§ **WRITTEN PROBLEM**: Rewrite only the lines starting with the one containing "# Provide the mask of every instance of the rear" and going on through the one containing "--target=rear window opening", replacing "rear window opening" with "side window opening" and leaving everything else unchanged.
───── DATA FOR THIS EXERCISE ─────
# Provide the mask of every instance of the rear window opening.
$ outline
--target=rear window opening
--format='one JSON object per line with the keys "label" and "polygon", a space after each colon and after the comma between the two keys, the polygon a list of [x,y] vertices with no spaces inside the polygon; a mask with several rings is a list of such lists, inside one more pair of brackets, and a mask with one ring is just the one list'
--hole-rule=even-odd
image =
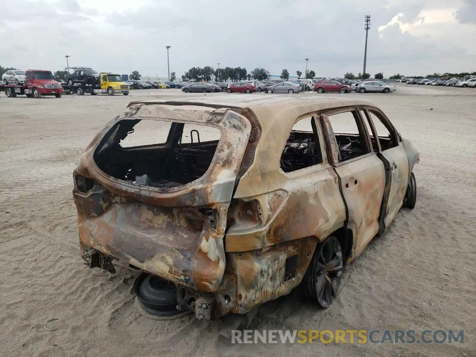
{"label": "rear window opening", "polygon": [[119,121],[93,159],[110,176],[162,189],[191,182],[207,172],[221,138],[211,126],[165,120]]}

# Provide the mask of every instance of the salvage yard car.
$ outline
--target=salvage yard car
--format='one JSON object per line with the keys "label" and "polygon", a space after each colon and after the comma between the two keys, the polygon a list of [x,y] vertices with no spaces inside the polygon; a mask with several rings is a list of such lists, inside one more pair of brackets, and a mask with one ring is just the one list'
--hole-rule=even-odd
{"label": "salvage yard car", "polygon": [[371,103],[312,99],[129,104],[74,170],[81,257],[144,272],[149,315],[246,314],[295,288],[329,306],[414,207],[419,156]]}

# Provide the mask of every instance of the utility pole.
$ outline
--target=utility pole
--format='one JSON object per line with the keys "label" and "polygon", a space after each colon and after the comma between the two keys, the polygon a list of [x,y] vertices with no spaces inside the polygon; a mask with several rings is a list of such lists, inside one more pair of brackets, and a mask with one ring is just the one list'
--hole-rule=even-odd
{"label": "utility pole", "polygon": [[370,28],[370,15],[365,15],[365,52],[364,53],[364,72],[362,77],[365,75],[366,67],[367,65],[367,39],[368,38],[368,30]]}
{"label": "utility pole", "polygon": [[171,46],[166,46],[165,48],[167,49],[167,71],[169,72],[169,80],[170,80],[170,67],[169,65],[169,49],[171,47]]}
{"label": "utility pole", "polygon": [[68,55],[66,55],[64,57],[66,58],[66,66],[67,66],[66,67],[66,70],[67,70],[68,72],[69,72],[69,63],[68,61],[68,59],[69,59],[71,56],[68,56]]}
─────
───── DATA FOR THIS EXERCISE ─────
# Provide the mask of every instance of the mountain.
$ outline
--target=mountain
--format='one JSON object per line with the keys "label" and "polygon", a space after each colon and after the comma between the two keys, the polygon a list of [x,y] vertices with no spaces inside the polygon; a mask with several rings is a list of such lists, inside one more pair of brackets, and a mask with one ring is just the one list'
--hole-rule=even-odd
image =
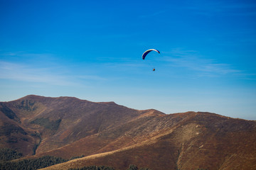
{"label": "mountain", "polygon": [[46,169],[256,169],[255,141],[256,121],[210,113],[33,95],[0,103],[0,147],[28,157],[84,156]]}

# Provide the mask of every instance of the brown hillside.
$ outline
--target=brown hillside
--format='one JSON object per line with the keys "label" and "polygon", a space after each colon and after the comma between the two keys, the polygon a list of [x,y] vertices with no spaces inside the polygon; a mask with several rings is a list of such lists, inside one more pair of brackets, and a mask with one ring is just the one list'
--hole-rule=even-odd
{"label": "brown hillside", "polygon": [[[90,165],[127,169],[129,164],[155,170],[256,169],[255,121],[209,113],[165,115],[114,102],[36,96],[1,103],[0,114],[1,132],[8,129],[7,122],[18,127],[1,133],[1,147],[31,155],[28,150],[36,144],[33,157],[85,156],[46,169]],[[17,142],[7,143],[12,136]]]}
─────
§ **THE COMPLETED TASK**:
# Provide the mask of every instance of the side window opening.
$ outline
--target=side window opening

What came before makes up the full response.